> _The data_

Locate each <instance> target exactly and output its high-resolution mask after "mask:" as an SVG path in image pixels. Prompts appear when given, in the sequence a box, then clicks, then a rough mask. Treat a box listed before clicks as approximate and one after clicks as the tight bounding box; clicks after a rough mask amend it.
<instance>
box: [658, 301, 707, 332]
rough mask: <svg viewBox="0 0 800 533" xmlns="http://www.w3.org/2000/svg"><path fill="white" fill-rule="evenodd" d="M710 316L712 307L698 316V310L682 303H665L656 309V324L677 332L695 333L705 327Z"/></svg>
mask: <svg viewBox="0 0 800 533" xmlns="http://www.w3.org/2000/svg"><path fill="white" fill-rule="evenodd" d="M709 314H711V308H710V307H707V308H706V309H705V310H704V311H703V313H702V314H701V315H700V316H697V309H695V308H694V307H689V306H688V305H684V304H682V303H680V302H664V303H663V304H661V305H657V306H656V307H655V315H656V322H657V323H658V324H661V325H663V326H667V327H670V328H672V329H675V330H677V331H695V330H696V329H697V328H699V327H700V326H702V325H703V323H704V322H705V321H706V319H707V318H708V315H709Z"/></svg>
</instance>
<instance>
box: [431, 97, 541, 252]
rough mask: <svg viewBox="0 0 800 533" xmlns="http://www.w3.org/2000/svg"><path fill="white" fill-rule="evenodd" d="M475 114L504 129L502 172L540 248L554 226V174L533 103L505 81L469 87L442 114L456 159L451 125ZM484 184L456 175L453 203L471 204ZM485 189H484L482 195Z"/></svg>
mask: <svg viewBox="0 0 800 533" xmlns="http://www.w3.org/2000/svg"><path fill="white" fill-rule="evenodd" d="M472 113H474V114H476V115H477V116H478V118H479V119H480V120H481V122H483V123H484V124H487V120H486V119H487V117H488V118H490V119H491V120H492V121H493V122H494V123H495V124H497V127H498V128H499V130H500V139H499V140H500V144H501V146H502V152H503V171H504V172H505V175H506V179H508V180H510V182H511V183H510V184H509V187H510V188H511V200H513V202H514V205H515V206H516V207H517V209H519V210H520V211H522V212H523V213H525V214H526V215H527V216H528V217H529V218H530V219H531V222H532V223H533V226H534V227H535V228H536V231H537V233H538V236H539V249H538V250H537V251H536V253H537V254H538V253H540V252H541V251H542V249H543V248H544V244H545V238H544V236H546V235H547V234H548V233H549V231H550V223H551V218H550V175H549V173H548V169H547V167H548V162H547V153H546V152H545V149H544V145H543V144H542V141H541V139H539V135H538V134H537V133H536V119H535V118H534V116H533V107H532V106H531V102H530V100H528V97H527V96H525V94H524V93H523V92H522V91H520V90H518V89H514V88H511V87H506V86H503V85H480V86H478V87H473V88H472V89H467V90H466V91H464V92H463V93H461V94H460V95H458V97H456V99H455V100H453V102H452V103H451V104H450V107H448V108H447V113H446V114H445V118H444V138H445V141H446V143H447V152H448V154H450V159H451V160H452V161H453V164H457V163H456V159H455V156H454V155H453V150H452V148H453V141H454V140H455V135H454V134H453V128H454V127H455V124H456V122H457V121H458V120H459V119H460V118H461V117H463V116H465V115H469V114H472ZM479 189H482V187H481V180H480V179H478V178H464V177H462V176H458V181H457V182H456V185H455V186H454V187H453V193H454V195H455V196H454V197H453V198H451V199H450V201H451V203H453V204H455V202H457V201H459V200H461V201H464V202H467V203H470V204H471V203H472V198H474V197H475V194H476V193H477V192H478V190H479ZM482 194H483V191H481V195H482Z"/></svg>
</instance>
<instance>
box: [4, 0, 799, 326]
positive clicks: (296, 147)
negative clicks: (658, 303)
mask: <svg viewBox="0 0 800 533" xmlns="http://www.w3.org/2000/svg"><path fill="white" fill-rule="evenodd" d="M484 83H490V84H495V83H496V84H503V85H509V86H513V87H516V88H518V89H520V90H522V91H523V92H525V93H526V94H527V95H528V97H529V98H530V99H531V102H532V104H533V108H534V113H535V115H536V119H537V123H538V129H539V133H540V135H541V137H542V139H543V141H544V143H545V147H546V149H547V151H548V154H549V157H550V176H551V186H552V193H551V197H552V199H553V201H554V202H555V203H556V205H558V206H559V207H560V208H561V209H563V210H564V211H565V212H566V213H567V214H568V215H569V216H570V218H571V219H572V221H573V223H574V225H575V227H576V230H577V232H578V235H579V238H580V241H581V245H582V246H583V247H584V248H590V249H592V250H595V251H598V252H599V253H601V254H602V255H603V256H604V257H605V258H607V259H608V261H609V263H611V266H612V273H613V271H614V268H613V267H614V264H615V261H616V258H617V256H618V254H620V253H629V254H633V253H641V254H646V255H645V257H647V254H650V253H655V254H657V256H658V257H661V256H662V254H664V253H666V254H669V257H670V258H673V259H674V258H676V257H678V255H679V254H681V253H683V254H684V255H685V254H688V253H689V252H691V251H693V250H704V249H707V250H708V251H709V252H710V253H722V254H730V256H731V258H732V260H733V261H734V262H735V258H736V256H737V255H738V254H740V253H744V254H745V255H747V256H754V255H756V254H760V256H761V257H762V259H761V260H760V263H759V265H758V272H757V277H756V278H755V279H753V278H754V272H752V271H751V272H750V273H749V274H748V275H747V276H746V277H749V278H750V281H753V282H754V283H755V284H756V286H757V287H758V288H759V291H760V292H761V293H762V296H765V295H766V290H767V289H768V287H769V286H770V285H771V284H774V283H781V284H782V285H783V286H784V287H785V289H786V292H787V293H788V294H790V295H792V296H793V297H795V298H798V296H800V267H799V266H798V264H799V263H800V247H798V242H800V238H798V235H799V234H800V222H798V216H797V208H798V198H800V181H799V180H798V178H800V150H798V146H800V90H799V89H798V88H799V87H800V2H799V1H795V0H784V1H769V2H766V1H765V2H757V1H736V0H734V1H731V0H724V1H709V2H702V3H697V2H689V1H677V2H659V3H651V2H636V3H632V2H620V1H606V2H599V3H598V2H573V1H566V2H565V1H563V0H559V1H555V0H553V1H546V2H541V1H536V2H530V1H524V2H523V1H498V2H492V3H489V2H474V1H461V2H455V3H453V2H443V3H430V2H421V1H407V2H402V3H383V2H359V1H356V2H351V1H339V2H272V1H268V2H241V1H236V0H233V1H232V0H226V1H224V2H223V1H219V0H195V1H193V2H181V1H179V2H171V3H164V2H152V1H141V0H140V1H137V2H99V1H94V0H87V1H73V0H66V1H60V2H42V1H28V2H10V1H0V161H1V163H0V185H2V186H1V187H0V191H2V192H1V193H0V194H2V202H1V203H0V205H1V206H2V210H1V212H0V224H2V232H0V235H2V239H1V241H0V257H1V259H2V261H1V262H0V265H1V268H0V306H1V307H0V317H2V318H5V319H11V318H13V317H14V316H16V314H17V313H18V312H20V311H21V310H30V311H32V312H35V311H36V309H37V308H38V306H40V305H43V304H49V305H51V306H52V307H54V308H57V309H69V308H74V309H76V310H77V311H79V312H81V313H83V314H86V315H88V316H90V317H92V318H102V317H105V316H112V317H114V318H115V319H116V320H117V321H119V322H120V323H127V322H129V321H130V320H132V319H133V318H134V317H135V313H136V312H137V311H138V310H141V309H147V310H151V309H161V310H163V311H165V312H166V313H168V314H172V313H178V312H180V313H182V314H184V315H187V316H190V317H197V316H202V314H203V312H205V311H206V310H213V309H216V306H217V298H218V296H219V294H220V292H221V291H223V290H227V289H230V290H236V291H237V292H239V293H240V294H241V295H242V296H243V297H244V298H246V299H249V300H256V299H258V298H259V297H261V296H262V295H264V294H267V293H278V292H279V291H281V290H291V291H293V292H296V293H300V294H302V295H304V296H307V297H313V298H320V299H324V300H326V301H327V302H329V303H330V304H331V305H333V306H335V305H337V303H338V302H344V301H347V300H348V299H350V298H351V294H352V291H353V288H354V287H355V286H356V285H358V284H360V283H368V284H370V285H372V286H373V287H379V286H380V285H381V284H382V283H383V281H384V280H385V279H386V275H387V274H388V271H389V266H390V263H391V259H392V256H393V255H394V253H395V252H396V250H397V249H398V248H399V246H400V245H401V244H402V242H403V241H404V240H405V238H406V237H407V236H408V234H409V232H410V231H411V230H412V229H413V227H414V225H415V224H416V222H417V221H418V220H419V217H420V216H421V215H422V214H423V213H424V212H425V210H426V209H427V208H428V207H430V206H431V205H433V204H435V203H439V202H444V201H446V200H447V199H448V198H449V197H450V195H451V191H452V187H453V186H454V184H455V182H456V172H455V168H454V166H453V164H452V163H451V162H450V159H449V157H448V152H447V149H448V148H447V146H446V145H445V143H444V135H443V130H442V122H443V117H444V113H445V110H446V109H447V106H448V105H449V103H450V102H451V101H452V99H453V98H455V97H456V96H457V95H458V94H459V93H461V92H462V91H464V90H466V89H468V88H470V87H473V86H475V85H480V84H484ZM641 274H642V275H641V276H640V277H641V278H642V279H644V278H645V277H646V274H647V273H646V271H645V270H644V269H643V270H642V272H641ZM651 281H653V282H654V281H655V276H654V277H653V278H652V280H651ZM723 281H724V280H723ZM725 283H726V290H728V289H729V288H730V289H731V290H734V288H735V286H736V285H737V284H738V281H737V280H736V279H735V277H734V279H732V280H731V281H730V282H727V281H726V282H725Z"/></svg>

> _Exercise instructions_
From the records above, print exactly the lines that run from the line with "316L712 307L698 316V310L682" to the line with "box: [431, 97, 541, 252]", inclusive.

> _The answer_
rough mask: <svg viewBox="0 0 800 533" xmlns="http://www.w3.org/2000/svg"><path fill="white" fill-rule="evenodd" d="M710 316L712 307L698 316V310L682 303H665L656 309V324L677 332L695 333L705 327Z"/></svg>
mask: <svg viewBox="0 0 800 533" xmlns="http://www.w3.org/2000/svg"><path fill="white" fill-rule="evenodd" d="M709 314H711V308H710V307H707V308H706V309H705V310H704V311H703V313H702V314H701V315H700V316H697V309H695V308H694V307H689V306H688V305H684V304H682V303H680V302H664V303H663V304H661V305H657V306H656V307H655V315H656V322H657V323H658V324H661V325H663V326H667V327H670V328H672V329H675V330H677V331H695V330H696V329H697V328H699V327H700V326H702V325H703V323H704V322H705V321H706V319H707V318H708V315H709Z"/></svg>
</instance>
<instance>
box: [431, 97, 541, 252]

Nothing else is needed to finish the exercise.